■ Task brief
Edit the lines from the line with "Complete every <instance>" to the line with "positive clicks: (189, 132)" by changing "rough mask" to "coarse mask" wherever it occurs, and give only those lines back with nothing else altered.

■ Data
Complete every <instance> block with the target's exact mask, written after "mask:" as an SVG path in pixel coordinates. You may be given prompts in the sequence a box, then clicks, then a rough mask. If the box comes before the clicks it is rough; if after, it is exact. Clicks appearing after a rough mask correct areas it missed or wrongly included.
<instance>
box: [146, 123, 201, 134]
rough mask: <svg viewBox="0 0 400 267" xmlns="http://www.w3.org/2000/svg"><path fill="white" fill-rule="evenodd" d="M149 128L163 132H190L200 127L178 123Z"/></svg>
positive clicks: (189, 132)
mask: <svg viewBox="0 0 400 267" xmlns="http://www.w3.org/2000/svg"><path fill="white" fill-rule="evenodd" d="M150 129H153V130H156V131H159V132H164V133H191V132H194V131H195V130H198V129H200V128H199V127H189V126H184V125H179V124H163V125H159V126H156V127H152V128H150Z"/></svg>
---
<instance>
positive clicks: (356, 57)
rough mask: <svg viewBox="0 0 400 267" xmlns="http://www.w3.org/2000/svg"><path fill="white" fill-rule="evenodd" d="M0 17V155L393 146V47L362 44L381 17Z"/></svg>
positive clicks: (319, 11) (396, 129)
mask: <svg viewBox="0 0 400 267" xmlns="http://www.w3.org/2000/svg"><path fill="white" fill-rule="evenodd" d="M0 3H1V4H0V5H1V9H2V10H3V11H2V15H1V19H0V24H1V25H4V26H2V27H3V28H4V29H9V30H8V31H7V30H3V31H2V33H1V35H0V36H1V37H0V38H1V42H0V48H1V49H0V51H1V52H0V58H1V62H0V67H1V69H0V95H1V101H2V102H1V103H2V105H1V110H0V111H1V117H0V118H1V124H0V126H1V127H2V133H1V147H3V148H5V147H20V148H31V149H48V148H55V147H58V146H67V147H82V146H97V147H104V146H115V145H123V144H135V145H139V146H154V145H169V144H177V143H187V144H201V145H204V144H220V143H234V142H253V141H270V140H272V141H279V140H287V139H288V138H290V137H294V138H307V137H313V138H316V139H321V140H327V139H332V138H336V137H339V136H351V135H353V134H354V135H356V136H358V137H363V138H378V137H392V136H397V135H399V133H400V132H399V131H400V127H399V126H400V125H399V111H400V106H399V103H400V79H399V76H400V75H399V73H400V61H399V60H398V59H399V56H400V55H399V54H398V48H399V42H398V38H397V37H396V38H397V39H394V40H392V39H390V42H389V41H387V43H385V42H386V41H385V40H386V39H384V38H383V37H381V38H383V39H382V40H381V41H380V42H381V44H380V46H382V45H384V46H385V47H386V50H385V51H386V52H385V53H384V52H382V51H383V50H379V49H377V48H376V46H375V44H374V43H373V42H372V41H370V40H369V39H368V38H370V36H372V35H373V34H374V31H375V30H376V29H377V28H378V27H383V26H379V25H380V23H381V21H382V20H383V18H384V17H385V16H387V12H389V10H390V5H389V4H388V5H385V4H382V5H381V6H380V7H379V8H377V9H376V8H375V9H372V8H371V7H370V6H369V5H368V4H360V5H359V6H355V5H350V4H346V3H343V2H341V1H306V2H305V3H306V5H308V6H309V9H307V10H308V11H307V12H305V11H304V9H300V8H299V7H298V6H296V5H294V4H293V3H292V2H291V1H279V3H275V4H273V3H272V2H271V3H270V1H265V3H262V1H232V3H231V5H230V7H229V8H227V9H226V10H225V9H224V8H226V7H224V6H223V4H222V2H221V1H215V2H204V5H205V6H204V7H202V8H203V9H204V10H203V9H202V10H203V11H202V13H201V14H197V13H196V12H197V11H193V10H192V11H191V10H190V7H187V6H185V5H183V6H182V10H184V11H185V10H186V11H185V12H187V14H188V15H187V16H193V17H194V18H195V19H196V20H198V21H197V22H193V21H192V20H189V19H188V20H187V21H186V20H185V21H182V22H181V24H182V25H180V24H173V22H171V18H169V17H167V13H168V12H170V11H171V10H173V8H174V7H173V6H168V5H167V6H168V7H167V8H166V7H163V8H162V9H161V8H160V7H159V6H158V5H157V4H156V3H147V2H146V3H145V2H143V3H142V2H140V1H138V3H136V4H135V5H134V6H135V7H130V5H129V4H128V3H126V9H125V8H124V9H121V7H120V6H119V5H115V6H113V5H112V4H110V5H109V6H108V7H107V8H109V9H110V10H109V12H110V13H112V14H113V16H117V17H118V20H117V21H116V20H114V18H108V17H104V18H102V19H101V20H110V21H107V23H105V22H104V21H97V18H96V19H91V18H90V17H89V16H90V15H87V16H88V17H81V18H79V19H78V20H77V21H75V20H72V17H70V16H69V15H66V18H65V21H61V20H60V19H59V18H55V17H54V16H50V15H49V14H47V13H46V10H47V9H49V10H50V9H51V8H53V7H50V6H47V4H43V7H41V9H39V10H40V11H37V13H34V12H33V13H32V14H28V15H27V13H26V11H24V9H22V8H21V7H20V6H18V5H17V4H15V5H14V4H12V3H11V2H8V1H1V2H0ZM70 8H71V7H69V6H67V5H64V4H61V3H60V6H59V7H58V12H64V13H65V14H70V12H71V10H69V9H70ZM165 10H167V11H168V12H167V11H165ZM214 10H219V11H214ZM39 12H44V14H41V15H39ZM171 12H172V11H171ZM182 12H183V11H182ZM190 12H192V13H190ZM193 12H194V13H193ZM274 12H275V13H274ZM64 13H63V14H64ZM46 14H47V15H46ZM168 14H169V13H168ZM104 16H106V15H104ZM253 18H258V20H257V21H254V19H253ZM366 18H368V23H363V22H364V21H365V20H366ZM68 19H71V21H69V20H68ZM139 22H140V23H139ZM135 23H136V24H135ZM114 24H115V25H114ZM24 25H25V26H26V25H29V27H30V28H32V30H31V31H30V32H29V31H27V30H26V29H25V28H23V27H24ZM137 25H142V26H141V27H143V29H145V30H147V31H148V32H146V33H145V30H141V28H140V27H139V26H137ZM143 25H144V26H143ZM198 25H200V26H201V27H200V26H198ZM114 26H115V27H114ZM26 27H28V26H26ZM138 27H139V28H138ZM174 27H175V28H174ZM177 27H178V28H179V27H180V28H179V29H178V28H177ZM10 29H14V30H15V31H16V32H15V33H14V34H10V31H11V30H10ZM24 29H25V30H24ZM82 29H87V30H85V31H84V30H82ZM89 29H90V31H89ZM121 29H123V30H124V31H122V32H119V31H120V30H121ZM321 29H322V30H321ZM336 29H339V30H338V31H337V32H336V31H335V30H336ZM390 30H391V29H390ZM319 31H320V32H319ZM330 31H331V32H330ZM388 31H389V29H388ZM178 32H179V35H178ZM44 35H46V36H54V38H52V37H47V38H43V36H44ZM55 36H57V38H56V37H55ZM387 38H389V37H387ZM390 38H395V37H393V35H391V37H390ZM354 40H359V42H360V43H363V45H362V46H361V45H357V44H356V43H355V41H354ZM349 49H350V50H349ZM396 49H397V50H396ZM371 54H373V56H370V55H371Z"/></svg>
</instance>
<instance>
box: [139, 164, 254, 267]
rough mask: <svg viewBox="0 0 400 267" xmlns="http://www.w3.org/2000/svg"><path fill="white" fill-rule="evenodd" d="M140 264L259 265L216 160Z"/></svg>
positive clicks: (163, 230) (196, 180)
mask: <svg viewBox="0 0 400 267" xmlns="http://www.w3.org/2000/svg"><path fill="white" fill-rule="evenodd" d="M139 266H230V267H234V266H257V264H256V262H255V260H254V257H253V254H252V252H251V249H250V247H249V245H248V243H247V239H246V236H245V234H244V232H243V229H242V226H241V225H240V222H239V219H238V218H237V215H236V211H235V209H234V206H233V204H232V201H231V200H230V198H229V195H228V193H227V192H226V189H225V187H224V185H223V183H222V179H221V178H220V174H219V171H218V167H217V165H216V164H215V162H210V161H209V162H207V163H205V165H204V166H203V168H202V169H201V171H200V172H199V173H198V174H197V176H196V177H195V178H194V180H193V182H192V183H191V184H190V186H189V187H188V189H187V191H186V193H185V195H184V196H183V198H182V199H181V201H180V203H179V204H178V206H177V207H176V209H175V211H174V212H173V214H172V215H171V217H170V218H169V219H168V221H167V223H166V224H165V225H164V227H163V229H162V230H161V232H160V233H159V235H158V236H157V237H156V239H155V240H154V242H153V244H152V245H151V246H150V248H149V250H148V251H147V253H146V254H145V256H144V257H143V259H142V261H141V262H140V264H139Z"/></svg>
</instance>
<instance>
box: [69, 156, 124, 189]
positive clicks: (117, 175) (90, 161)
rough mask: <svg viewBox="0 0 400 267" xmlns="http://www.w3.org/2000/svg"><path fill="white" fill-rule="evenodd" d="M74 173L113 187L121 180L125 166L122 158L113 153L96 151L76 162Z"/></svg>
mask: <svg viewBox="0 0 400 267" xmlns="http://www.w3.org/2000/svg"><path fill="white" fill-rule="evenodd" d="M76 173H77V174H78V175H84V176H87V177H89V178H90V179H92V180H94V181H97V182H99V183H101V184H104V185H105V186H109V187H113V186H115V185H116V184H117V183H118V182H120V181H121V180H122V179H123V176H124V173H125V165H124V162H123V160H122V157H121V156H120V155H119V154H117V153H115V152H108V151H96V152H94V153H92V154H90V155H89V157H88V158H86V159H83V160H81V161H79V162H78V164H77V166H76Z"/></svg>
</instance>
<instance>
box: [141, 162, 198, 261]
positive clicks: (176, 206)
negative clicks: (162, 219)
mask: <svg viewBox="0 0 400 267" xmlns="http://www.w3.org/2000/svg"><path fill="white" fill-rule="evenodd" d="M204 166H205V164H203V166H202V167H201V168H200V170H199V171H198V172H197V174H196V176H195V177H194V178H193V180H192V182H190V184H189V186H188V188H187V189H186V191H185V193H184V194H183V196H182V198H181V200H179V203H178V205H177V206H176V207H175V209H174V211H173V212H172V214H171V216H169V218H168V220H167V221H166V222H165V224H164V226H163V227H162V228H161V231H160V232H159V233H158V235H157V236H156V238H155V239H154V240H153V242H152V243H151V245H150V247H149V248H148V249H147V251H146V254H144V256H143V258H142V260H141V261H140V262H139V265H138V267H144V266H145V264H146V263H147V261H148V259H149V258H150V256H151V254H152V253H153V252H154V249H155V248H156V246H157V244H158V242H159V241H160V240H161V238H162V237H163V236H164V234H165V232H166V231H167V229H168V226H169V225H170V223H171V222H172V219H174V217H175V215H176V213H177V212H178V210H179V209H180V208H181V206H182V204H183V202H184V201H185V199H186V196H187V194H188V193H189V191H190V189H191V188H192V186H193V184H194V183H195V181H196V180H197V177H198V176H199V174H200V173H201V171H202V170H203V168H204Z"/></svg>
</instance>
==
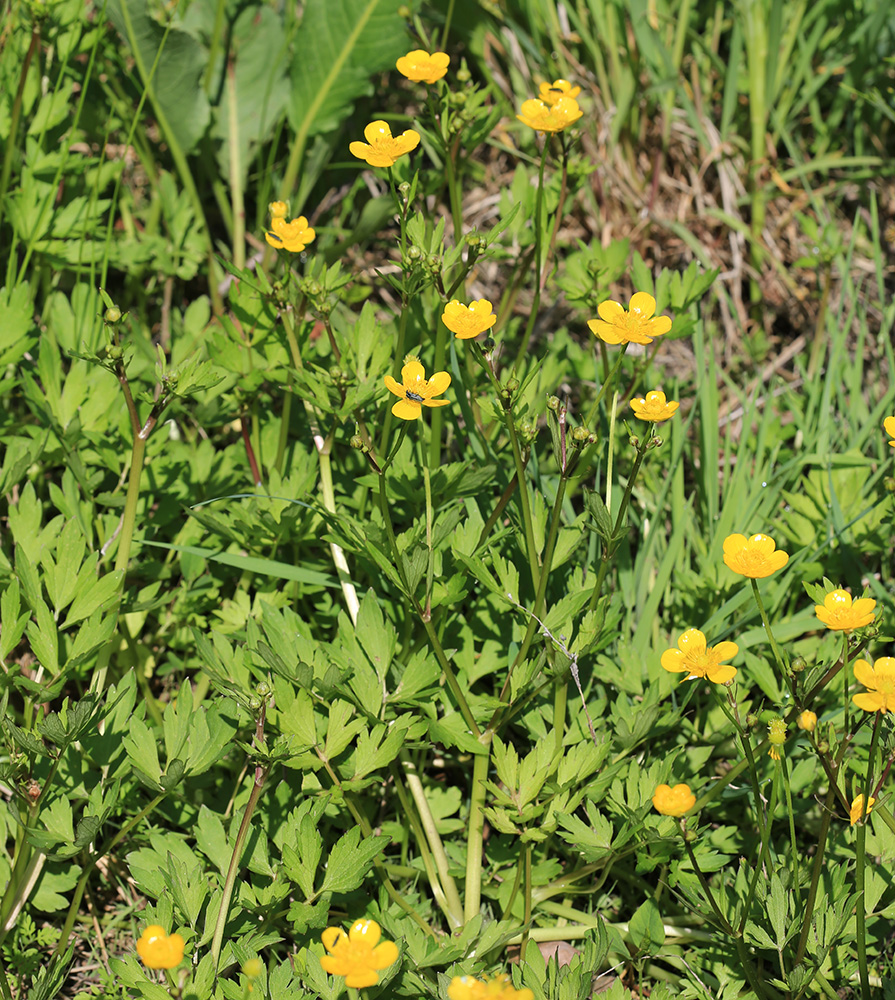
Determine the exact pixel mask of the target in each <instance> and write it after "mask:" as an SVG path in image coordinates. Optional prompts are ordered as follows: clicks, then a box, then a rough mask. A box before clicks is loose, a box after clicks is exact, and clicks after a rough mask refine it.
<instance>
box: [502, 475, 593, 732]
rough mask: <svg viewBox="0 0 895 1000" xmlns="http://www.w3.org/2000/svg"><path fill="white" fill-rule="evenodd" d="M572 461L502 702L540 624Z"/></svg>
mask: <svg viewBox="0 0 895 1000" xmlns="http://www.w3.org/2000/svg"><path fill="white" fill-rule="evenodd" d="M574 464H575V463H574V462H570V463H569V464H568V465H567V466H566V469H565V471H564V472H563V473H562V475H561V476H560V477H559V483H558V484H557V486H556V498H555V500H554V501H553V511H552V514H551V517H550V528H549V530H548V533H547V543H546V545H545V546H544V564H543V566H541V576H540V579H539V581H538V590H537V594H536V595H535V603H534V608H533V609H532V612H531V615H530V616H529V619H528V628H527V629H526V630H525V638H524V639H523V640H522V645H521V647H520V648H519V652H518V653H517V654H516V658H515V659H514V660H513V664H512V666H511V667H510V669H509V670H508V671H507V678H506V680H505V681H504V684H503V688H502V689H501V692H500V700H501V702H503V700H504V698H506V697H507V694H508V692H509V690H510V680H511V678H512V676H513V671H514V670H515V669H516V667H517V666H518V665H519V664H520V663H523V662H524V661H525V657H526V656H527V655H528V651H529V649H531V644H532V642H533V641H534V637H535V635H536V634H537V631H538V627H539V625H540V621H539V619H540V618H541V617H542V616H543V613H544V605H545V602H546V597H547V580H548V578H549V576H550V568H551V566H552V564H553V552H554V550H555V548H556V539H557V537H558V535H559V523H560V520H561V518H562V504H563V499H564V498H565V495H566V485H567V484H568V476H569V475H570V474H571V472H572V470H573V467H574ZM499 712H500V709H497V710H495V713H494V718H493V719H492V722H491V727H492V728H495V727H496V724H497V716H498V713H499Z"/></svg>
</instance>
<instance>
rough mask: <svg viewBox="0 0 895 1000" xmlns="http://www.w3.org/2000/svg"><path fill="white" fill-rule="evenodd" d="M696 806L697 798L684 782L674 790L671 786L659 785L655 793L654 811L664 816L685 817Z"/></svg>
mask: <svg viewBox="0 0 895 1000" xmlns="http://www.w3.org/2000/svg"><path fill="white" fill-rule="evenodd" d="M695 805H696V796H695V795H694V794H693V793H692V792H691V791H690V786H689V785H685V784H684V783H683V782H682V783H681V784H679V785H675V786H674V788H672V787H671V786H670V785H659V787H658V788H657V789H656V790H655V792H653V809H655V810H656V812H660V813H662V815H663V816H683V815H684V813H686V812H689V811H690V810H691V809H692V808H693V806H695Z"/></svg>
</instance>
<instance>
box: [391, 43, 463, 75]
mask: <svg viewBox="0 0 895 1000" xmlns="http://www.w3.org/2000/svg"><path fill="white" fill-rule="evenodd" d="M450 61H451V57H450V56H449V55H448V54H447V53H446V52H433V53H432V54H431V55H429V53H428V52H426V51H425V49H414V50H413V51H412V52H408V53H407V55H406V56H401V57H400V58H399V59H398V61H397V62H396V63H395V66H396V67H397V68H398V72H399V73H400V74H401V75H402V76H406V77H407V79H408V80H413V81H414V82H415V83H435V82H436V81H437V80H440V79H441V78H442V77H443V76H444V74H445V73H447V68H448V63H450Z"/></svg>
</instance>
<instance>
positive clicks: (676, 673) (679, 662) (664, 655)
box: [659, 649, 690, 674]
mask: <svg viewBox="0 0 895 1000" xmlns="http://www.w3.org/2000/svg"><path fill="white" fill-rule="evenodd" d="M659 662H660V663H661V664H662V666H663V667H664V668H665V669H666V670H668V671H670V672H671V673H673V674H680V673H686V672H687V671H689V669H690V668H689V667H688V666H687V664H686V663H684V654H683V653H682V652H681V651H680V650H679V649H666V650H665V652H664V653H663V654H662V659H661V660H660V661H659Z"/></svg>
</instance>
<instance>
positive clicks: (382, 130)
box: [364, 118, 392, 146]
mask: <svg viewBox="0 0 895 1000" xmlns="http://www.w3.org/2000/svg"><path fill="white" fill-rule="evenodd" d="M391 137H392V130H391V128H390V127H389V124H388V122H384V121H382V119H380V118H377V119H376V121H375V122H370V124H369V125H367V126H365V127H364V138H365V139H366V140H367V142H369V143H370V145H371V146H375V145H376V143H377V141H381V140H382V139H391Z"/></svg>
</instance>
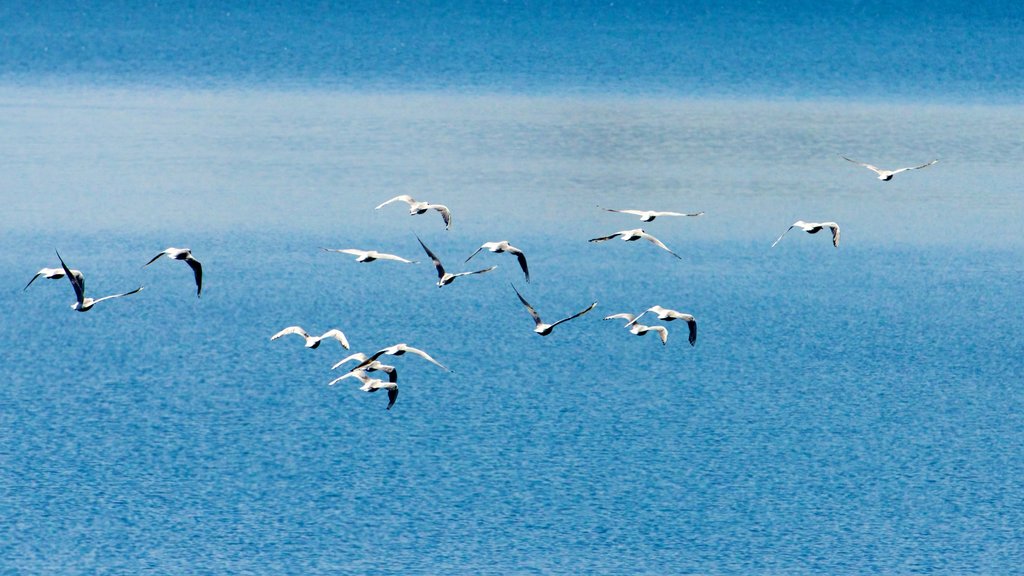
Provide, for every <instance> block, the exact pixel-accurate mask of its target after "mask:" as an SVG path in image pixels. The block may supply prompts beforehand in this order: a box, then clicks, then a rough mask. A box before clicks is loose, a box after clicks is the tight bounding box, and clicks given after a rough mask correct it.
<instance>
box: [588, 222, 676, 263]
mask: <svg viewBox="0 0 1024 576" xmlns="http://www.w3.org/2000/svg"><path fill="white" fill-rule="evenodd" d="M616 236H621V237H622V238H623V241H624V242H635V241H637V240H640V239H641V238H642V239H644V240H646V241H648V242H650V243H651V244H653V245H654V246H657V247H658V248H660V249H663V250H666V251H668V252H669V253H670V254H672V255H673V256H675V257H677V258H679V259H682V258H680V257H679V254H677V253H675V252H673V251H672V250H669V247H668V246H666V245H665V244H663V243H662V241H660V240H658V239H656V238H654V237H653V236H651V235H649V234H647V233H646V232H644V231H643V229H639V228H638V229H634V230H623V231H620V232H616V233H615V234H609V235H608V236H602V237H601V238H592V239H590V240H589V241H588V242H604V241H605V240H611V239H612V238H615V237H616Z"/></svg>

■ Written answer
Complete every <instance> block with the target's exact mask, written after "mask:" as an SVG path in pixel coordinates. You may be given prompts in the sequence a box, then clicks, then a coarse mask. If the box comes before the clicks it is rough; if after, it is exact. Clicks appearing after a coarse mask correct areas it missed or wrongly included.
<instance>
box: [146, 123, 201, 134]
coarse mask: <svg viewBox="0 0 400 267" xmlns="http://www.w3.org/2000/svg"><path fill="white" fill-rule="evenodd" d="M149 128L163 132H190L200 127L178 123Z"/></svg>
positive clicks: (189, 132)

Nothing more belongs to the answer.